◆ JOB 1:
In the passage on the West Indian pirates, copy everything from "You have not" down to "could not go.", swapping "barges" for "boats".
◆ JOB 2:
Translate this sentence from the passage on the West Indian pirates into Spanish: "Captain Porter was discreet but impatient with injustice."

The untimely death of this naval hero before he [Pg 220]had time to complete his work encouraged the West Indian pirates and they became more audacious than before. In the autumn of 1821 several naval vessels were sent thither by our Government. They did vigorous work, capturing and destroying a number of piratical vessels, but there were too many of them, and they were spread over too extended a space to be wiped out by a few captures. In the following year a still more powerful squadron went to the West Indies under the command of Captain James Biddle, who did such valiant service in the War of 1812. A good many buccaneers were destroyed, including several leaders of the buccaneers whose atrocious deeds had long made their names a terror. In one of these attacks Lieutenant William H. Allen, of the schooner Alligator, was killed by a musket ball. His gallantry in the fight between the Argus and Pelican in the war with Great Britain sent a thrill of admiration through the country and brought him well-merited promotion.
You have not forgotten the wonderful cruise of Captain David Porter in the Essex, when he entered the Pacific Ocean and caused such havoc among the British shipping. He was appointed commander of the West India forces and arrived off Porto Rico in March, 1823. He was provided, in addition to his [Pg 221][Pg 222]warships, with a number of barges, furnished with twenty oars apiece, and which were indispensable in following the pirates up the shallow creeks and into the shoal waters where the vessels could not go.
Captain Porter was discreet but impatient with injustice. When one of his schooners was fired into by the Porto Rican authorities he promptly demanded an explanation, which was given. The most important incident of his service occurred in the autumn of 1824 and is known as the "Foxardo Affair."
In October of that year the storehouse of the American consul at St. Thomas was broken into and robbed of much valuable property which there was reason to believe had been carried to the small port at the eastern end of Porto Rico known as Foxardo. Lieutenant Platt, of the Beagle, anchored off the town and asked the help of the authorities in capturing the criminals and recovering the property. The officer was treated with the grossest discourtesy. Having landed in civilian clothes, the authorities accused him of being an impostor and ordered him to show his commission. The Lieutenant produced it, whereupon they declared it a forgery and arrested him on the charge of being a pirate. After he and a midshipman who accompanied him had been insulted repeatedly they were allowed to leave.
[Pg 223]When Captain Porter learned of this outrage he entered the harbor with several of his vessels and sent a letter to the alcalde or governor, notifying him that he had one hour in which to send an explanation of his action. While waiting for the return of the flag of truce Captain Porter saw one of the shore batteries getting ready to fire upon him. Instantly, he sent a detachment, which captured the battery and spiked the guns. Then Captain Porter landed, and, after spiking another battery, made his way to the town. By and by the alcalde and captain of the port appeared and made such profuse and humble apologies that the officer could not refuse to accept them, and returned to his ship.

[Items listed in a dataset]
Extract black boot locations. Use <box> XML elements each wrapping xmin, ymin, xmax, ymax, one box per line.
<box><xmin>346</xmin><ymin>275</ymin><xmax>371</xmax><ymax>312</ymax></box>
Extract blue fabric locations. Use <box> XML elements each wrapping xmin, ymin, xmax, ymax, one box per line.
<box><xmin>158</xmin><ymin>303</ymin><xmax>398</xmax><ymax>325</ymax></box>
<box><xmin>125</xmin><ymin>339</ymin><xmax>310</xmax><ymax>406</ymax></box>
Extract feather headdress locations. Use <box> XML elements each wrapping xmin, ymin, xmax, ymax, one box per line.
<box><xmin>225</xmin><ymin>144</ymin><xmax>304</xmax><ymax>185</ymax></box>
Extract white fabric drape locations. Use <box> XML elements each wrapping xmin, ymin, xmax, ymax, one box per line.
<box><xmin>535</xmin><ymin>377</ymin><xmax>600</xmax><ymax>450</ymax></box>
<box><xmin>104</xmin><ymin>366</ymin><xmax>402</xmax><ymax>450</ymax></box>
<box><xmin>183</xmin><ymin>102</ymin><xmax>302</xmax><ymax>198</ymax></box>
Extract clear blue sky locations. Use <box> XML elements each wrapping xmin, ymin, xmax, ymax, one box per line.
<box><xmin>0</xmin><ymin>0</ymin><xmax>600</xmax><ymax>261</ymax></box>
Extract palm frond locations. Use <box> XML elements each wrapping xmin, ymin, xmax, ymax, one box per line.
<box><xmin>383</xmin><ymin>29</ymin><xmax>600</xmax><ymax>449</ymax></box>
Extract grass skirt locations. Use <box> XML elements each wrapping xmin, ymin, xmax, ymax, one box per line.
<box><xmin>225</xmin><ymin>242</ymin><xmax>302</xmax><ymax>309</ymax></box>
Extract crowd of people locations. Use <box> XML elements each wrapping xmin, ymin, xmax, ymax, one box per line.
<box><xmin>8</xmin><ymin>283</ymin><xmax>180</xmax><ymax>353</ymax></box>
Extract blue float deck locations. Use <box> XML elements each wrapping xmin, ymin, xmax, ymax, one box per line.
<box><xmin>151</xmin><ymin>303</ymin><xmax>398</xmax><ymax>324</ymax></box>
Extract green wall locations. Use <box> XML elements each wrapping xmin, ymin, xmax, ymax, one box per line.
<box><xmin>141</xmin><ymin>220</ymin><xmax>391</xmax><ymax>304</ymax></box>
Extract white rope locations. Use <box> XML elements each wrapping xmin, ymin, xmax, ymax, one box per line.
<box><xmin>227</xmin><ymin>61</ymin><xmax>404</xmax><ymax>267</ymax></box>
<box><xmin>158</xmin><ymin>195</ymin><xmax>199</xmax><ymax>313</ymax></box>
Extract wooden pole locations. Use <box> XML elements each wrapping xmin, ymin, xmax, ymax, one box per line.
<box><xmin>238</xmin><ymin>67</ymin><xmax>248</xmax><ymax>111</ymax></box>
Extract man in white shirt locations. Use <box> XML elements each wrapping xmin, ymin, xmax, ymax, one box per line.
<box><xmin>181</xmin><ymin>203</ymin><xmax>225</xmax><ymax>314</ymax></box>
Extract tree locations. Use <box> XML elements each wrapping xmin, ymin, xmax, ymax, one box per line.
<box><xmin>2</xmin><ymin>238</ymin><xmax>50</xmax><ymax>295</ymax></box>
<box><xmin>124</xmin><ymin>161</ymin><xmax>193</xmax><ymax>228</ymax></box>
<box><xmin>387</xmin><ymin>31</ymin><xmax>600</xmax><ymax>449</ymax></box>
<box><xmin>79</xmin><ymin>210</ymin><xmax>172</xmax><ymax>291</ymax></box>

◆ EXERCISE ANSWER 1:
You have not forgotten the wonderful cruise of Captain David Porter in the Essex, when he entered the Pacific Ocean and caused such havoc among the British shipping. He was appointed commander of the West India forces and arrived off Porto Rico in March, 1823. He was provided, in addition to his [Pg 221][Pg 222]warships, with a number of boats, furnished with twenty oars apiece, and which were indispensable in following the pirates up the shallow creeks and into the shoal waters where the vessels could not go.

◆ EXERCISE ANSWER 2:
El capitán Porter era discreto, pero impaciente ante la injusticia.